About this task | Look below for the line containing "Find the stone"; write out that line and each one after it to the end, exactly, and nothing else.

________________________________________

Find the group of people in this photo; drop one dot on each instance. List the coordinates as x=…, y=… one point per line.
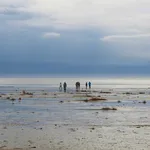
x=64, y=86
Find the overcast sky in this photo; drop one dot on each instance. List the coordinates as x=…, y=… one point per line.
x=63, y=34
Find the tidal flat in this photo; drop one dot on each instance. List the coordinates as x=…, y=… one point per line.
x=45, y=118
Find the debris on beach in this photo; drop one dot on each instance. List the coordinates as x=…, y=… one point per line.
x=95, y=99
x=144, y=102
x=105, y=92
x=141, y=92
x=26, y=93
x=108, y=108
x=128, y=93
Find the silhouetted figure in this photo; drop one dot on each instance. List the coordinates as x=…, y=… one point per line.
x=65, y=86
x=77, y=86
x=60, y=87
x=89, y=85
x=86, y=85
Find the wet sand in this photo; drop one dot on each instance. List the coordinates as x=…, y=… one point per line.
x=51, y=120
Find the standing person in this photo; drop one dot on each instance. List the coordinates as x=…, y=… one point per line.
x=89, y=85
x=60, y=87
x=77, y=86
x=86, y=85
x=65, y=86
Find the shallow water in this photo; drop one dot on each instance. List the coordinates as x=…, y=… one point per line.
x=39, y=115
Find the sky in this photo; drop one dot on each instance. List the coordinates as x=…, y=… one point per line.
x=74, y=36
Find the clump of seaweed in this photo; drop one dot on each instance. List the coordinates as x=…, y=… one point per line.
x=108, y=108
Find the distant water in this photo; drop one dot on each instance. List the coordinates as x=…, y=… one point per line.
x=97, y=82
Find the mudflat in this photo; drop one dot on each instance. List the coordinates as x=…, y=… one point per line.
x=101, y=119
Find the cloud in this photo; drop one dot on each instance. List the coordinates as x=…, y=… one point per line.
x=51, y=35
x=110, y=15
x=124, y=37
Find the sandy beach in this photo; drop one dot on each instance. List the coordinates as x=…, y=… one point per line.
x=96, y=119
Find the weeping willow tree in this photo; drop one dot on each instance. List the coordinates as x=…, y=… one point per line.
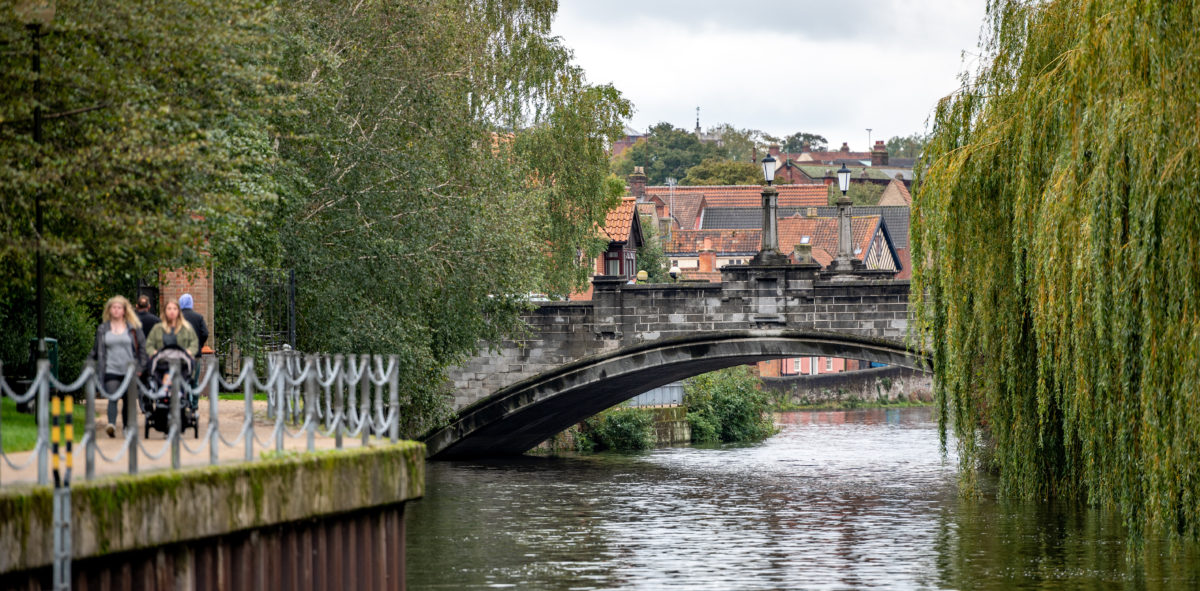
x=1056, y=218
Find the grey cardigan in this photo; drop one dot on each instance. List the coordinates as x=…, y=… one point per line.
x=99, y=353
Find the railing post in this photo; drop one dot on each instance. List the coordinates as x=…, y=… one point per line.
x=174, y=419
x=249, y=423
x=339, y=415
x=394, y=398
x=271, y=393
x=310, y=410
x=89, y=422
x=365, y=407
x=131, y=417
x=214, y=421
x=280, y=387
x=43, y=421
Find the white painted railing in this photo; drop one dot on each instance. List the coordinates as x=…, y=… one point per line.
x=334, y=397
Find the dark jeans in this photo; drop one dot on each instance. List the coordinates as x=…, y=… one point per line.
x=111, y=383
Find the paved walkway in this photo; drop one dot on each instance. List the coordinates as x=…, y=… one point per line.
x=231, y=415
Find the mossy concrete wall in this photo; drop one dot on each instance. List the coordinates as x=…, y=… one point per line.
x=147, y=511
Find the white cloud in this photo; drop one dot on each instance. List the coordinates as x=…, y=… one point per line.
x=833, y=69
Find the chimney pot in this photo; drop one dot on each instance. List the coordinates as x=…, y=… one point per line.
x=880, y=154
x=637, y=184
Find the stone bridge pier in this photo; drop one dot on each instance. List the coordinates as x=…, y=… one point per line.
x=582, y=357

________________________________________

Task response |
Find the stone bridge pier in this photo; drop one dot on each instance. List the coordinates as x=…, y=… one point per line.
x=582, y=357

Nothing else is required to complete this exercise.